_EXERCISE DIRECTIONS_: Starting with the line containing "headband in the photo above." and going on through the line containing "stripe in the photo above.", return the lines of the data below exactly, and only those.

THE DATA section start

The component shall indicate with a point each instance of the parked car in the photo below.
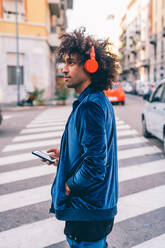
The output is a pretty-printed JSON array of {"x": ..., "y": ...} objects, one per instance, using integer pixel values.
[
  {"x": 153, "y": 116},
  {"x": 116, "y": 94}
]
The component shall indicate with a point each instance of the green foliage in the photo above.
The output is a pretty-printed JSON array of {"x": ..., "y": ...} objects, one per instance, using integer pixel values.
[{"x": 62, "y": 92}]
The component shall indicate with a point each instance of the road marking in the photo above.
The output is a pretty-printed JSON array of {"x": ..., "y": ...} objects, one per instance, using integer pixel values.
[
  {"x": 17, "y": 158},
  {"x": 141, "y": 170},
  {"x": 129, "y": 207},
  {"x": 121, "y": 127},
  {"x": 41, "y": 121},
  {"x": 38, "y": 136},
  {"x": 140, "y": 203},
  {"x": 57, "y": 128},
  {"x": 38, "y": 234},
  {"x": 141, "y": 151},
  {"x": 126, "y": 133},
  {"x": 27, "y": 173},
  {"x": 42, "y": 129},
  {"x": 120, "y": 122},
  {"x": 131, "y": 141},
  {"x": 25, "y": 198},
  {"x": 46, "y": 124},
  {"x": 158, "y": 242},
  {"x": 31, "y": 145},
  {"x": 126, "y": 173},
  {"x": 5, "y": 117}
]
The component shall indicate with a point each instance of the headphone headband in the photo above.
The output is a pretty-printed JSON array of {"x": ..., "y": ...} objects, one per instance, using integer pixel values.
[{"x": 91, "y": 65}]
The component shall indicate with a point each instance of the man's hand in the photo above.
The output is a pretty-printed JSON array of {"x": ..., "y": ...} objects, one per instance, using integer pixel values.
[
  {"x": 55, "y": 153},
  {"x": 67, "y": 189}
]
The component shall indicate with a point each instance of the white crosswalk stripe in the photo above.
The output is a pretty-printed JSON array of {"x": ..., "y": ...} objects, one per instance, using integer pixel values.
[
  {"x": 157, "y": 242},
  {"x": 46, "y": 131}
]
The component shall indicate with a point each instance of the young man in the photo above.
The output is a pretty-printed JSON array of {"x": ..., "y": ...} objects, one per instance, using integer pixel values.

THE DATA section end

_OUTPUT BELOW_:
The component shall indicate with a point each instance of the headphone headband in the photo above.
The output is a pretty-printed JSON array of {"x": ..., "y": ...} objects, one per instance, using integer pixel values.
[{"x": 91, "y": 65}]
The component shall indicate with a point each instance of the man's hand in the photo above.
The output is a pretty-printed JSON array of {"x": ..., "y": ...} objects, one per instance, using integer pixel values.
[
  {"x": 55, "y": 153},
  {"x": 67, "y": 189}
]
The component shall indicate with a point each instance of the white crosswalk stripe in the photo above.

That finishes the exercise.